◆ 取り組む課題:
1) 大タク協の献金に関する文章の中で、名前（姓または氏名）が示されている人物をすべて挙げよ。
2) 大タク協の献金に関する文章の続きを、最後の文の後から書き進めてください。

◆ 表示された文章:
一〇〇万円口の他の一議員については、沢春藏が同議員と同郷の関係にあつて親しく、その後援会の会長をしており、大タク協としても同三八年一〇月の衆議院議員の選挙時に献金をしたことがあり、前記のように、同多田、同多嶋ら大タク協幹部が同三九年一二月同議員に陳情(一二月四日)や挨拶(一二月二五日)に赴いていることは認められるところではあるが、沢春藏を除く同多田や同多嶋ら大タク協関係者が平素から同議員と特に昵懇であることを認めるに足る証拠はなく、大タク協自体が日頃から同議員と深いかかわり合いをもつていたことをうかがう資料もないのであつて、大タク協がなした右選挙時の献金も、多分に沢春藏が大タク協において同多田に次ぐ実力者であるという配慮に起因していることは認めるに難くないし、同議員に対する右の陳情についても、当時の田中大蔵大臣に本件課税反対の陳情をしたものの(第四の23)、色よい返事が得られなかつたことから、右議員の後援会長になつている沢春藏を通じて同議員に対しこの課税を阻止するための尽力をお願いするため同多田、同多嶋らにおいて沢春藏に同行してなしたものであると推認される。

三〇万円口の自民党交通部会の部会長であつた議員については、坪井準二が支持後援している議員で大タク協としても同三八年一〇月の選挙時に献金していることが認められるが、坪井準二を除く同多田、同多嶋ら大タク協関係者が平素から同議員と特に昵懇であることや大タク協自体が日頃から同議員と深いかかわり合いをもつていたことを認めるに足る証拠はないし、むしろ、右の選挙時の献金は多分に坪井準二が大タク協において同多田、沢春藏に次ぐ実力者であるという配慮に起因していることを認めるに難くない。

◆ 提供された情報:
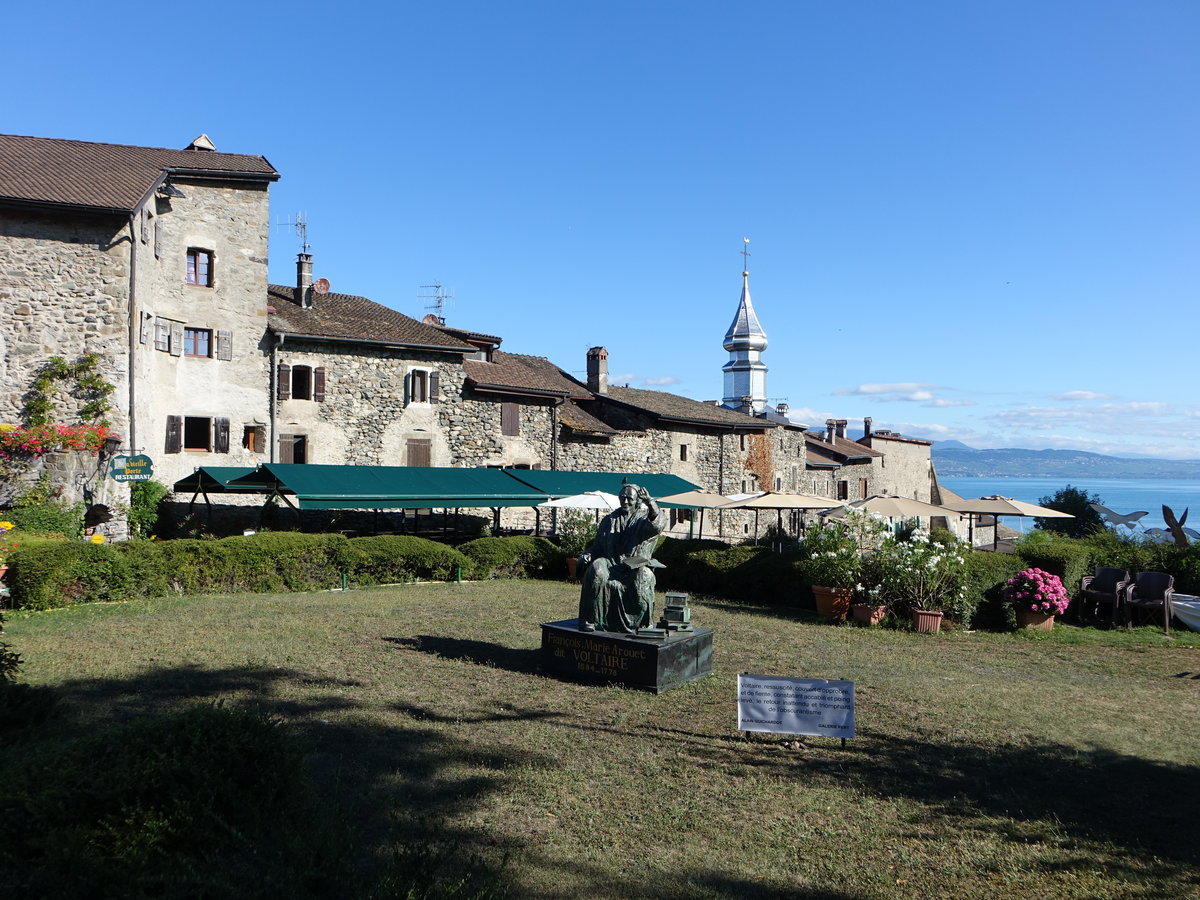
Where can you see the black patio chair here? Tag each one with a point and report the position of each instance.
(1150, 593)
(1104, 588)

◆ 出力結果:
1) 沢春藏、多田、多嶋、田中（大蔵大臣）、坪井準二

2)
五〇万円口の兵乗協が支援している議員および三〇万円口の一議員の京乗協が支援している議員については、同多田、同多嶋ら大タク協関係者が平素から同議員と特に昵懇であることや大タク協自体が日頃から同議員と深いかかわり合いがあつたことを認める証拠はなく、兵乗協において二、〇〇〇万円、京乗協において一、〇〇〇万円の出捐に協力して大タク協とともに実行した自民党に対する一億円献金は、本件課税反対運動を有利にしたい目的で実行されたものでもあるということは、前記に認定したところである。

三〇万円口の大蔵委員の議員は、この課税に積極であつて、その選挙地盤を阪急電鉄や阪急タクシーの関係においており、そのため、口羽玉人が同議員のところに本件課税反対の陳情に行き易かつたということは証拠上認められるところであるが、それでも口羽玉人が同議員と昵懇であるとまで認めるに足る証拠はなく、その余の大タク協関係者としても大タク協自体としても同議員と格別に深いかかわり合いがあつたことを認めるに足る証拠はない。

二〇万円口の一議員である当時大蔵委員で税制調査会会長であつた議員についても、また二〇万円口の他の三議員についても、大タク協関係者としてもまた大タク協自体としても、同議員らと昵懇であるとか同議員らと格別のかかわりがあることを認めるに足る証拠はない(なお弁護人らは、この税制調査会会長の議員と秋山大タク協理事とが親戚関係にあつたこと、二〇万円口のうち一議員は沢春藏と関係があること、二〇万円口の残る他の二議員は増木、山田両大タク協理事の選挙の関係があることをとりあげているのであるが、これらの事情がこの四議員を人選した理由やその金額を確定した事情になつていることを認めるに足りる資料は存しない。)。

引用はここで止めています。